╭─ TEXTO

H mos leído el libro de Vittorio Messori “Padeció bajo Poncio Pilato”, aprovechando el tiempo remanente que nos ha acordado nuestra presente condición de presidiarios sin condena ni prisión preventiva judicial. Una idea clara y explícita en el libro y sobre la cual no abundan muchos pensadores modernos, es la de la Paternidad divina referida a cada uno de nosotros en particular e incuestionablemente inaugurada por Cristo, el Hijo de Dios Encarnado, en el Nuevo Testamento; porque en el judaísmo, Dios es ciertamente llamado Padre por las Sagradas Escrituras, pero refiriendo siempre a una paternidad colectiva, es decir, como padre del pueblo elegido y, en forma tal que, mediante adjetivos, Dios aparezca como un Padre distante y todopoderoso, justo hasta lo vengativo. Anota el escritor que la referencia a Dios como “Padre” en el Antiguo Testamento no supera las 14 veces y, siempre, presentado como lejano, remoto e inalcanzable. En cambio, en el Nuevo Testamento, en Cristo es el Padre de cada uno de nosotros, e inclusive es llamado Abbá por Jesús, o sea Papito, Quien anima a los Apóstoles y a sus seguidores a tener a Dios como Padre de cada cual, diferenciando esa paternidad colectiva referida a un pueblo, la que queda actualizada, en Su Persona, como una efectiva Paternidad individual, no ya puramente del común. Así, la mención de Dios como Padre próximo y cercano, en los Evangelios llega casi a las 200 citas; y si bien el término hebreo Abbá se usa una sola vez, se repite no obstante en San Pablo y se utiliza en su forma griega en los demás Evangelios, pero respetándose siempre ese significado cariñoso e infantil inaugurado y enseñado por Jesús. San Pablo lo dice claramente: “A Dios lo llamamos Abbá, Padre”.

╰─

> _TAREAS_:
**1)** Según el texto sobre la paternidad divina, ¿cuántas veces como máximo se llama a Dios "Padre" en el Antiguo Testamento?
**2)** Retoma el texto sobre la paternidad divina a partir de su última oración.

╭─ FILAS

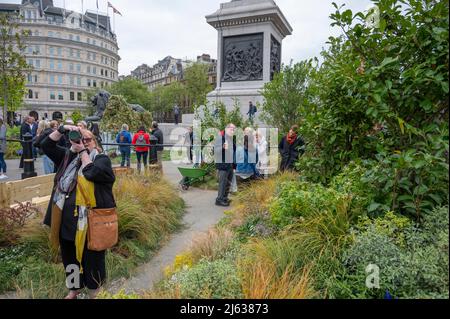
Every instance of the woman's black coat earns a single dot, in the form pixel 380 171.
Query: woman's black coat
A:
pixel 99 172
pixel 290 153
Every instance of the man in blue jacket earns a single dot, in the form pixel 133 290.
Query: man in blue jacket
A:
pixel 124 137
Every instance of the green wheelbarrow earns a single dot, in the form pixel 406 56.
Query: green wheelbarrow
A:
pixel 191 176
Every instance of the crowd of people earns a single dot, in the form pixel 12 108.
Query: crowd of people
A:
pixel 243 163
pixel 140 142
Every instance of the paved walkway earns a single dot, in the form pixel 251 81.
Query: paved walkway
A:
pixel 201 214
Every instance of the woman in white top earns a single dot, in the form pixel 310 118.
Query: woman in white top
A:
pixel 262 146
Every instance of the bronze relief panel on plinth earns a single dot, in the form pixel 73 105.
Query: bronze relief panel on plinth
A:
pixel 243 58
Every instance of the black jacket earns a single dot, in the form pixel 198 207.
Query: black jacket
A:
pixel 225 159
pixel 100 173
pixel 290 153
pixel 159 135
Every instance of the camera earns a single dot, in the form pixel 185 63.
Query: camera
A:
pixel 75 137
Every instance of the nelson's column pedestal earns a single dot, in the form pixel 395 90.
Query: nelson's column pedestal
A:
pixel 250 35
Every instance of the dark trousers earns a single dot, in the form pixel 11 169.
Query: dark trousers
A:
pixel 126 154
pixel 225 180
pixel 142 157
pixel 94 266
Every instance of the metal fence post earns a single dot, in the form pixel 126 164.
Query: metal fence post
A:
pixel 28 160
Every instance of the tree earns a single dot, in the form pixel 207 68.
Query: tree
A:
pixel 134 91
pixel 197 84
pixel 289 95
pixel 13 65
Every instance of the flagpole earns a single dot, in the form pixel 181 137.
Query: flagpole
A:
pixel 107 17
pixel 97 14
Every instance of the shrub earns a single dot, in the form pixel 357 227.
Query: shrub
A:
pixel 416 269
pixel 148 209
pixel 12 220
pixel 268 270
pixel 207 280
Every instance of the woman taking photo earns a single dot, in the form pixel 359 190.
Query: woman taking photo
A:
pixel 84 180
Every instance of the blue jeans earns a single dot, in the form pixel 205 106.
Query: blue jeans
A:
pixel 49 167
pixel 2 163
pixel 126 157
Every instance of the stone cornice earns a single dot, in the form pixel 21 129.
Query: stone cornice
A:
pixel 274 18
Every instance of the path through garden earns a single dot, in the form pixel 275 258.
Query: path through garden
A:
pixel 201 214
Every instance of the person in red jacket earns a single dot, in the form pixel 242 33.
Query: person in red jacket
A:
pixel 141 139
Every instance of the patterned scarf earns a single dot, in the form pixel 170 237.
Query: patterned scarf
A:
pixel 291 138
pixel 84 200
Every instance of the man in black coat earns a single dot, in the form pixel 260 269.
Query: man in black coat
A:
pixel 225 159
pixel 26 128
pixel 290 148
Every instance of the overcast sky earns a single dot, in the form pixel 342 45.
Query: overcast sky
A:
pixel 150 30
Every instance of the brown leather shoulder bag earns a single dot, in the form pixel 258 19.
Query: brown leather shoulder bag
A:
pixel 103 229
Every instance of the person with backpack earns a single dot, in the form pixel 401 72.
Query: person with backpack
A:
pixel 291 148
pixel 141 139
pixel 252 110
pixel 124 137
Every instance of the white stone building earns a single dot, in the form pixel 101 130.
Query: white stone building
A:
pixel 70 54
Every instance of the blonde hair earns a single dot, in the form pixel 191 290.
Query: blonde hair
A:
pixel 89 134
pixel 42 126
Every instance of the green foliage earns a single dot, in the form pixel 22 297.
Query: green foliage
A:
pixel 382 89
pixel 118 113
pixel 416 269
pixel 133 91
pixel 289 95
pixel 207 280
pixel 13 65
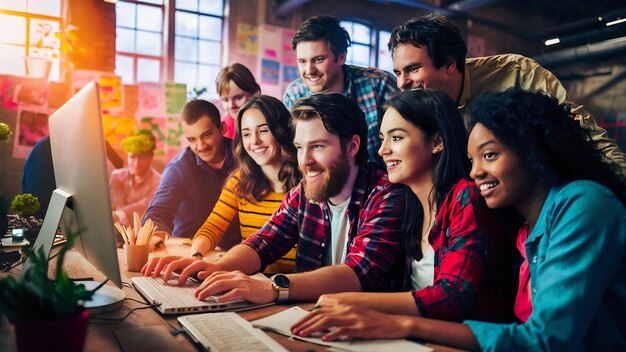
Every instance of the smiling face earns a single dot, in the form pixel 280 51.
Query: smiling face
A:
pixel 499 173
pixel 258 140
pixel 234 99
pixel 319 68
pixel 205 139
pixel 406 150
pixel 415 69
pixel 325 166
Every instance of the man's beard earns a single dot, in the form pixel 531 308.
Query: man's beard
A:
pixel 335 178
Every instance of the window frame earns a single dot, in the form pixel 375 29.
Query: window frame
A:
pixel 168 56
pixel 57 68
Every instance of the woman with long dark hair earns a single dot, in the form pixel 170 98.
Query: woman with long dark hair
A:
pixel 529 153
pixel 458 258
pixel 268 168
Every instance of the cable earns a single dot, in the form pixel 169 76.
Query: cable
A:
pixel 104 320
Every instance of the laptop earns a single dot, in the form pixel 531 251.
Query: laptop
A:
pixel 181 300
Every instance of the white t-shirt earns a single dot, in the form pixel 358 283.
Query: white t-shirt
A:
pixel 339 228
pixel 423 271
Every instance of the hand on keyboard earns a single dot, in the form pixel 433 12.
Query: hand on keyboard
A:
pixel 234 285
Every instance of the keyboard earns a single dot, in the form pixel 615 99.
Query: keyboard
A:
pixel 227 332
pixel 174 299
pixel 177 300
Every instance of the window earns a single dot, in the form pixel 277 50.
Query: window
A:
pixel 194 56
pixel 27 28
pixel 369 46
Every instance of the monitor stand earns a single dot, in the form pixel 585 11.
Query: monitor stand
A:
pixel 106 298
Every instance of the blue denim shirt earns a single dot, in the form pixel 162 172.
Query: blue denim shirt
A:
pixel 577 275
pixel 188 192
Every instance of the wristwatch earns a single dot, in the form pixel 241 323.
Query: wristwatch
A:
pixel 281 284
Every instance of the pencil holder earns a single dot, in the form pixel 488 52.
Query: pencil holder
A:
pixel 136 256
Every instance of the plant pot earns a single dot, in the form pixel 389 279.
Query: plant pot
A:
pixel 53 335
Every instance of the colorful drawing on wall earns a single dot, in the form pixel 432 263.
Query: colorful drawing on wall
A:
pixel 31 126
pixel 32 91
pixel 169 135
pixel 117 128
pixel 80 78
pixel 269 71
pixel 290 73
pixel 289 54
pixel 247 39
pixel 110 92
pixel 8 84
pixel 151 100
pixel 175 97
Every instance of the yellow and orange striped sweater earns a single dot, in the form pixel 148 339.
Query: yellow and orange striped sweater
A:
pixel 252 216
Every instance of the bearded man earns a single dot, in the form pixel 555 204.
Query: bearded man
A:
pixel 344 217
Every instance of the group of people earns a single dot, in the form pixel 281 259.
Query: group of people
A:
pixel 498 224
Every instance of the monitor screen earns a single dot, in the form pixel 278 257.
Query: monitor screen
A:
pixel 81 203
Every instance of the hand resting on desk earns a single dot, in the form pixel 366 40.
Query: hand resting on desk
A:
pixel 234 285
pixel 169 263
pixel 345 321
pixel 229 285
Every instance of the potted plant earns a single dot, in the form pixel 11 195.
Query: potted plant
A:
pixel 5 132
pixel 47 314
pixel 24 206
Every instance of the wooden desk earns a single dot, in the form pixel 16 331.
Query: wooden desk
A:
pixel 141 324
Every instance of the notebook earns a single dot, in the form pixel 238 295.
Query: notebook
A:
pixel 178 300
pixel 281 323
pixel 227 332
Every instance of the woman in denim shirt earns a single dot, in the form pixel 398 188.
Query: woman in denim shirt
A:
pixel 529 154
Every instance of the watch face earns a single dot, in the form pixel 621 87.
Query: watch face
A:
pixel 282 281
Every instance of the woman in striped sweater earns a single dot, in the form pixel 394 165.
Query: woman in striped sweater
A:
pixel 268 169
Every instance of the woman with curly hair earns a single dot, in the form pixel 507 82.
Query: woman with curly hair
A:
pixel 459 258
pixel 528 153
pixel 268 168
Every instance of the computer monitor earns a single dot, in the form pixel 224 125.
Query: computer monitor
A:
pixel 81 202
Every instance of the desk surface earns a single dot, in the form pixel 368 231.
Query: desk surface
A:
pixel 131 333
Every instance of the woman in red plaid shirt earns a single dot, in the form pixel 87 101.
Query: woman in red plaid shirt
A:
pixel 460 260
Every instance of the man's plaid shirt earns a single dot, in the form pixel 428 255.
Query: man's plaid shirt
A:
pixel 374 213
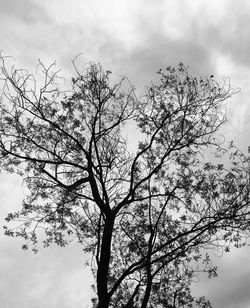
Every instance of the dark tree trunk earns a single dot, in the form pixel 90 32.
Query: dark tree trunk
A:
pixel 103 266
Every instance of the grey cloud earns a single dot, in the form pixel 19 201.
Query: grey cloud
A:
pixel 24 10
pixel 141 63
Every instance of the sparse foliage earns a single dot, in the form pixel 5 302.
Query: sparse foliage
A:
pixel 148 215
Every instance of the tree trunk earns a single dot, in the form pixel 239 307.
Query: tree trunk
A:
pixel 103 266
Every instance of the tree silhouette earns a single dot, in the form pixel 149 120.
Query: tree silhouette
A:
pixel 147 214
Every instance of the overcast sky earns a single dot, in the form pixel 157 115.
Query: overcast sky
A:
pixel 133 38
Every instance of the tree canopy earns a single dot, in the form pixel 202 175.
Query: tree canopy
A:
pixel 148 214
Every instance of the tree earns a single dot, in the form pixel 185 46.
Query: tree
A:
pixel 148 215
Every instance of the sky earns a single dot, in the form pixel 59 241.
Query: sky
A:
pixel 134 38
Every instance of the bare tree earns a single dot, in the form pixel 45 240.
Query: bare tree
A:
pixel 147 215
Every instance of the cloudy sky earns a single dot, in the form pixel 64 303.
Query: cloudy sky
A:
pixel 133 38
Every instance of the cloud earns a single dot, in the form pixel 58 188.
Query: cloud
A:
pixel 27 11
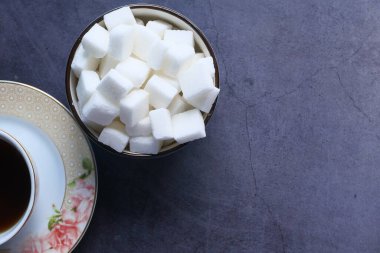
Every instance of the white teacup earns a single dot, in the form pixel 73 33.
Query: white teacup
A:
pixel 12 231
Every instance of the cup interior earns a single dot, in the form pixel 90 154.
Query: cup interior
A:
pixel 12 231
pixel 144 12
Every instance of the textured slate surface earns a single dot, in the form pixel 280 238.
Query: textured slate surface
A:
pixel 291 162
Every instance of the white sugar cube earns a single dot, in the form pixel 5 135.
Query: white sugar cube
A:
pixel 195 82
pixel 135 70
pixel 179 37
pixel 157 54
pixel 145 145
pixel 161 93
pixel 123 15
pixel 106 64
pixel 114 86
pixel 161 122
pixel 114 136
pixel 83 61
pixel 87 84
pixel 121 42
pixel 142 128
pixel 178 105
pixel 134 107
pixel 100 110
pixel 96 41
pixel 144 40
pixel 205 101
pixel 176 58
pixel 188 126
pixel 139 21
pixel 208 63
pixel 174 82
pixel 159 27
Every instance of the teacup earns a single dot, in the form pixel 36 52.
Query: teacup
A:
pixel 10 227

╰─

> _RESPUESTAS POR TAREA_:
**1)** No más de 14 veces.

**2)**
Esta novedad del trato a Dios Padre y de Dios Padre, inaugurada en los Evangelios, es clara consecuencia de la Encarnación del Hijo de Dios, verdad teológica aceptada sencilla pero profundamente por los Padres de la Iglesia —misterio de filiación que se perpetúa en los Sacramentos— y perdida de vista cada vez más velozmente por el modernismo, quedando de hecho suprimida.
Dedica además algún espacio al juicio o asamblea que condenó al Señor, ilegítima, ilegal y hasta perjudicial para la tradición judía, pero sin otorgale la profundidad que acuerdan a su ensayo los hermanos Agustín y Joseph Lémann en “La Asamblea que condenó a Jesucristo”, obra que recomendamos en grado sumo y se puede encontrar en castellano editada por Criterio Libros y que, en Buenos Aires, se consigue en el Club del libro Cívico de Claudio Díaz.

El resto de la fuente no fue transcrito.